Task list:
A: List every diagram that the text on aging biomarkers refers to.
B: Write out the text on aging biomarkers from "A biomarker is" down to "importance of biomarkers.".

Text section:
********************
Aristo Vojdani, Ph.D.
All disease is genetic.
Paul Boerg, Co-inventor of Genetic Engineering
The first question anti-aging physicians ask is “How can we measure our rate of aging and the success of our treatments for aging?” They are measured by what are called biomarkers.
A biomarker is a measurable chemical substance, or physiological valve, that is known to change during aging (Diagram III-1). Some of the more important clinical biomarkers that have been documented to improve quality of life, as well as appearance, are the endocrine biomarkers, such as dihydroepiandrosterone (DHEA), growth hormone (HGH) and testosterone levels1 (Diagram III-2). Both Dr. Vladimir Dilman and Dr. Ward Dean, in their book entitled Neuroendocrine Theory of Aging,2 have supported the importance of biomarkers.
Another important concept is gene expression, the process that determines which genes are actively operating at a specific time because of factors present in their immediate environment. The final effects of genetic expression depend on a number of key factors that are unique for each individual (Diagram III-3).
Still another important concept is gene plasticity, the process that occurs when the combination of genetic potential with environmental factors results in the outcomes seen both in laboratory test results and in the physical body (Diagram III-4).
In addition to laboratory data, which document altered gene expression, subjective improvement is an integral part of an anti-aging, or age-management, evaluation. By recording the combination of both objective laboratory data and subjective data (the patient’s recognition of change), the utility and effectiveness of an anti-aging program can be validated with a high degree of scientific credibility.
Organizing Biomarkers
Biomarkers can be organized into a number of different categories3–8 (Diagram III-5). For the purposes of this book, they are viewed with relevance to the aging equation.
Objective biomarkers are biomarkers that are measurable by laboratory methods and standardized testing protocol. These include the following:
1. Hormonal panel.
********************
Stored data:
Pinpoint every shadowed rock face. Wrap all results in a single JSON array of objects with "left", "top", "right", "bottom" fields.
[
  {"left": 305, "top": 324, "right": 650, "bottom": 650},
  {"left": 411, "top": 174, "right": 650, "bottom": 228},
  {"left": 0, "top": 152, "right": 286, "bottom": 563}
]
********************
Solutions to the exercise:
A: Diagram III-1, Diagram III-2, Diagram III-3, Diagram III-4, Diagram III-5

B:
A biomarker is a measurable chemical substance, or physiological valve, that is known to change during aging (Diagram III-1). Some of the more important clinical biomarkers that have been documented to improve quality of life, as well as appearance, are the endocrine biomarkers, such as dihydroepiandrosterone (DHEA), growth hormone (HGH) and testosterone levels1 (Diagram III-2). Both Dr. Vladimir Dilman and Dr. Ward Dean, in their book entitled Neuroendocrine Theory of Aging,2 have supported the importance of biomarkers.